WHAT NEEDS TO BE DONE: So long as no pictures are carried over, output the records below exactly.

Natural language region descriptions
[Start of section]

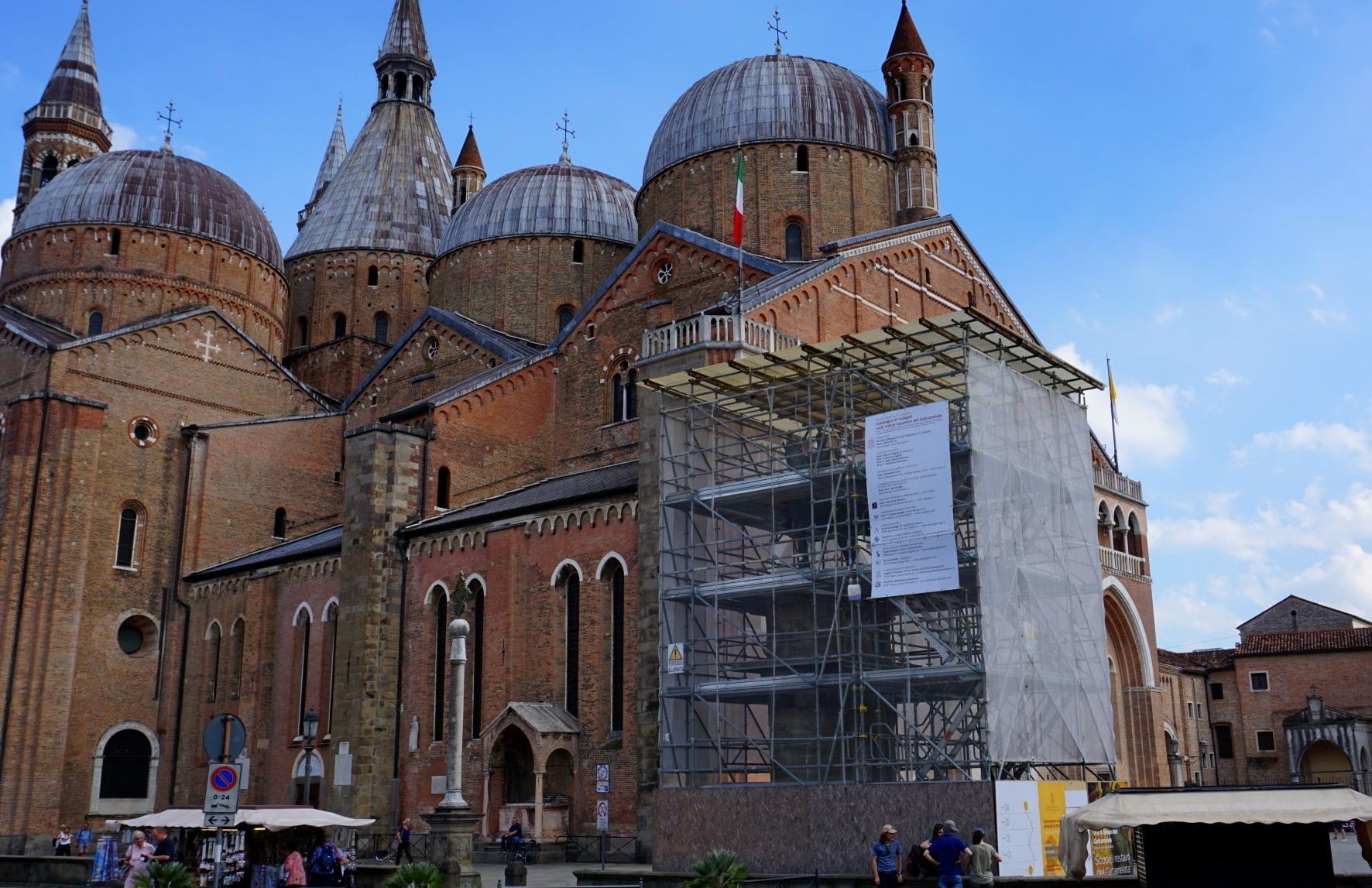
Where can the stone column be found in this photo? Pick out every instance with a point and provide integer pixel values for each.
(454, 821)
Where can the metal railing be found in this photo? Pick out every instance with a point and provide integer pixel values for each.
(600, 849)
(1116, 561)
(715, 330)
(1114, 482)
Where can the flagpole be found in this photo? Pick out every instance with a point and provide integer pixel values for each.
(1114, 422)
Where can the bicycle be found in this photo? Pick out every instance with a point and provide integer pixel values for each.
(523, 852)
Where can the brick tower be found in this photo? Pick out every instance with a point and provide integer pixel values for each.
(910, 94)
(67, 125)
(468, 173)
(357, 266)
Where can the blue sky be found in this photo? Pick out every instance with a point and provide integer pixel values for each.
(1182, 184)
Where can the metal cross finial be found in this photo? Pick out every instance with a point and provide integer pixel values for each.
(169, 121)
(567, 133)
(776, 25)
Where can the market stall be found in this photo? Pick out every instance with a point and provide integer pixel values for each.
(257, 845)
(1253, 836)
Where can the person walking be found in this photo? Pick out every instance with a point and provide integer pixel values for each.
(887, 858)
(403, 842)
(948, 852)
(980, 868)
(136, 858)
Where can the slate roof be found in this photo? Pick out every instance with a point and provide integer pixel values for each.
(549, 199)
(156, 190)
(33, 328)
(328, 541)
(577, 486)
(771, 98)
(1311, 641)
(74, 78)
(906, 37)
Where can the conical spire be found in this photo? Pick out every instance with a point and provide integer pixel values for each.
(469, 156)
(332, 156)
(74, 78)
(405, 33)
(907, 37)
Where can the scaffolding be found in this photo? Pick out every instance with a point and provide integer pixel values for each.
(778, 666)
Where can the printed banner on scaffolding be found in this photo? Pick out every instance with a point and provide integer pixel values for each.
(910, 501)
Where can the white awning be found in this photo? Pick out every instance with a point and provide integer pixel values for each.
(272, 818)
(1298, 804)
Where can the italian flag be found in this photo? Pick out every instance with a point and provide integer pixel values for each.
(739, 205)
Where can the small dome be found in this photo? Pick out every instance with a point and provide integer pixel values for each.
(771, 98)
(554, 199)
(156, 190)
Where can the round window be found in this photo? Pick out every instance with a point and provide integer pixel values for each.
(138, 636)
(143, 431)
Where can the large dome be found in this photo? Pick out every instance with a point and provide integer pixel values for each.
(554, 199)
(156, 190)
(771, 98)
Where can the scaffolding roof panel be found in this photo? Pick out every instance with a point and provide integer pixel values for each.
(881, 350)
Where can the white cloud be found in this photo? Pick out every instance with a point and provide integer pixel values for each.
(5, 220)
(1151, 428)
(1324, 316)
(1333, 438)
(1168, 314)
(1224, 378)
(124, 138)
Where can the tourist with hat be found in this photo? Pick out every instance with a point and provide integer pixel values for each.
(950, 852)
(887, 858)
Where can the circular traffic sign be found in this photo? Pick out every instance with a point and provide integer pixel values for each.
(224, 779)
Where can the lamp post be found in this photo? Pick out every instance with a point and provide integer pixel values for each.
(309, 731)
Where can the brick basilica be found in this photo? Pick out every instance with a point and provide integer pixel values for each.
(240, 479)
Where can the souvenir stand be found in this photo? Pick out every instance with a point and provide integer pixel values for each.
(259, 843)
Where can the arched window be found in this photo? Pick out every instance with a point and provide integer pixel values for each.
(211, 660)
(794, 242)
(331, 630)
(571, 584)
(444, 493)
(234, 681)
(616, 646)
(476, 650)
(302, 641)
(126, 545)
(125, 763)
(623, 387)
(50, 170)
(439, 662)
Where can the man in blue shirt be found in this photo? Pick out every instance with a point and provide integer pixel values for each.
(950, 852)
(887, 858)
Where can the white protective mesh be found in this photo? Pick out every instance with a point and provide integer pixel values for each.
(1043, 615)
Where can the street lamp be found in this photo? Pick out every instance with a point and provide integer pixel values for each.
(309, 731)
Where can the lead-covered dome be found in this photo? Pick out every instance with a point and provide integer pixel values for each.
(560, 199)
(771, 98)
(156, 190)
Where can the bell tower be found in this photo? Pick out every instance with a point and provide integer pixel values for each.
(910, 95)
(67, 125)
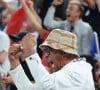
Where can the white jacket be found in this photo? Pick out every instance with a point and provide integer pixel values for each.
(74, 76)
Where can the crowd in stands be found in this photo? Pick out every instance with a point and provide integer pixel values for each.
(50, 28)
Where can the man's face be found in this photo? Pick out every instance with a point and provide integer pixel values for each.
(72, 12)
(6, 16)
(54, 58)
(3, 56)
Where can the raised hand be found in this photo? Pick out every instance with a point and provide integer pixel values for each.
(15, 51)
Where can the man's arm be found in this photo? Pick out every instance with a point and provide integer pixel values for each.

[End of section]

TASK RESULT:
Where can the stone column be found in this photo? Pick out every instance with a point and provide integer pixel values for each.
(454, 821)
Where can the metal railing be found in this photo? Pick out every instance with a point and provide integer pixel values for each.
(600, 849)
(1116, 561)
(715, 330)
(1114, 482)
Where can the flagpole be found in this photo? Pick out every instance with a point and provide integer pixel values for each.
(1114, 422)
Where can the bicycle be found in this photo? Pick out every instance with a point and provide integer pixel values for each.
(523, 852)
Where can the brick tower be found in this photo? Pick out every instance with a point and provide integer pixel values for each.
(910, 94)
(67, 125)
(468, 173)
(357, 266)
Where can the blue sky be found in this photo? Pick out every instance with a point and provide integer pixel values for each.
(1182, 184)
Where can the metal cross finial be found in this photo? Pick out every instance with a point and provide integer pixel values for each.
(169, 121)
(567, 133)
(776, 25)
Where can the market stall be found in this photo? Pick out every instance with a point and provide integer pixel values for each.
(257, 845)
(1253, 836)
Where can the person walking be found in this photo? Pick out every instance with a point and provide integer pixel values for each.
(887, 858)
(403, 842)
(948, 852)
(980, 868)
(136, 858)
Where can the slate roof be found in this photo? Pick out every instance with a point and provide integer pixel values for each.
(549, 199)
(156, 190)
(33, 328)
(328, 541)
(577, 486)
(771, 98)
(1311, 641)
(74, 78)
(906, 37)
Where can the conical spire be found in this photo? Pick out every instance with a point and provide integer pixel values for each.
(469, 156)
(332, 156)
(74, 78)
(405, 33)
(907, 37)
Where can the scaffolding be found in this photo? Pick out every instance with a point and provide integer pixel values for each.
(778, 666)
Where can the printed banner on scaffolding be found in this photo? Pick out every instance with a point and provide integer pixel values for each.
(910, 501)
Where can the white awning be found in this photo? Pick out every instance with a point and provide integer pixel values for each.
(272, 818)
(1298, 804)
Where can the italian flag be found in this photo? Pick out every instance with a point and provide integer pixel values for each.
(739, 205)
Where can the small dome be found in this photo? Pick out every instance with a point and provide integer pixel values for each.
(771, 98)
(554, 199)
(156, 190)
Where can the round window be found in this photo? Pick out every instance with a point and provide integer pixel values for each.
(138, 636)
(143, 431)
Where can the large dome be found in this photo? Pick out every instance with a point and provide integer pixel values for each.
(554, 199)
(156, 190)
(771, 98)
Where can the scaffolding roof panel be found in this photo? Pick out every instance with a point and provide integer pixel values for each.
(881, 350)
Where can the white cloud be found in this photo? Pick out every instance with a point and provide integer pixel values for each.
(5, 220)
(1151, 428)
(1324, 316)
(1333, 438)
(1168, 314)
(1224, 378)
(124, 138)
Where can the tourist with hat be found in this photo? Pick out every instance with a point and provide integer pixel values for each.
(950, 852)
(887, 858)
Where can the circular traffic sign be found in this photo? Pick out every instance with a point and provide integer pixel values for each.
(224, 779)
Where can the lamp post be found in this photo? Pick out every instance with a point and provide integer pixel values for each.
(309, 731)
Where can the brick basilica be found in this photo? Pick out every instance with a point and provide integer pixel values for each.
(240, 479)
Where can the souvenir stand be found in this photo? Pick out every instance with a point and provide integer pixel values for each.
(259, 843)
Where can the arched window be found in this photo? Pick out every instance with a point and provide integer pixel values for each.
(211, 660)
(794, 242)
(331, 630)
(571, 584)
(444, 493)
(234, 681)
(616, 646)
(476, 650)
(302, 641)
(126, 545)
(125, 763)
(623, 387)
(50, 170)
(439, 662)
Where can the man in blue shirt be found in this photo? Pick out every instance with a point and provide integer pixel values for each.
(950, 852)
(887, 858)
Where can the white protective mesh be found in this photo? Pick out every instance with a point and provide integer pixel values for each.
(1043, 615)
Where can the street lamp be found in this photo? Pick out every instance with a point and provide integer pixel values for each.
(309, 731)
Where can the lead-covered dome be found in this photo? Pick out every instance with a point and provide integer pixel values for each.
(560, 199)
(771, 98)
(156, 190)
Where can the bell tower be found in this photo? Pick out every instance with a point and provide integer pixel values for each.
(910, 95)
(67, 125)
Where can the white jacket be found in this photo? Pick out every instance with a point and provide integer pixel values for each.
(74, 76)
Where can the crowd in stands be found in this photo? Pick out every instance with a point and provide integer pixel values for each.
(50, 28)
Where can the man's face be found in this photo? Pick out every instance with a point and provide integer pixel values for each.
(72, 12)
(6, 16)
(54, 58)
(3, 56)
Where can the raised hand be found in this photo? Pick out every instance with a point and provide integer pixel values for each.
(15, 51)
Where can the man's arm be found in this photo? Pick out every instance with a point and provide integer pixel values for each.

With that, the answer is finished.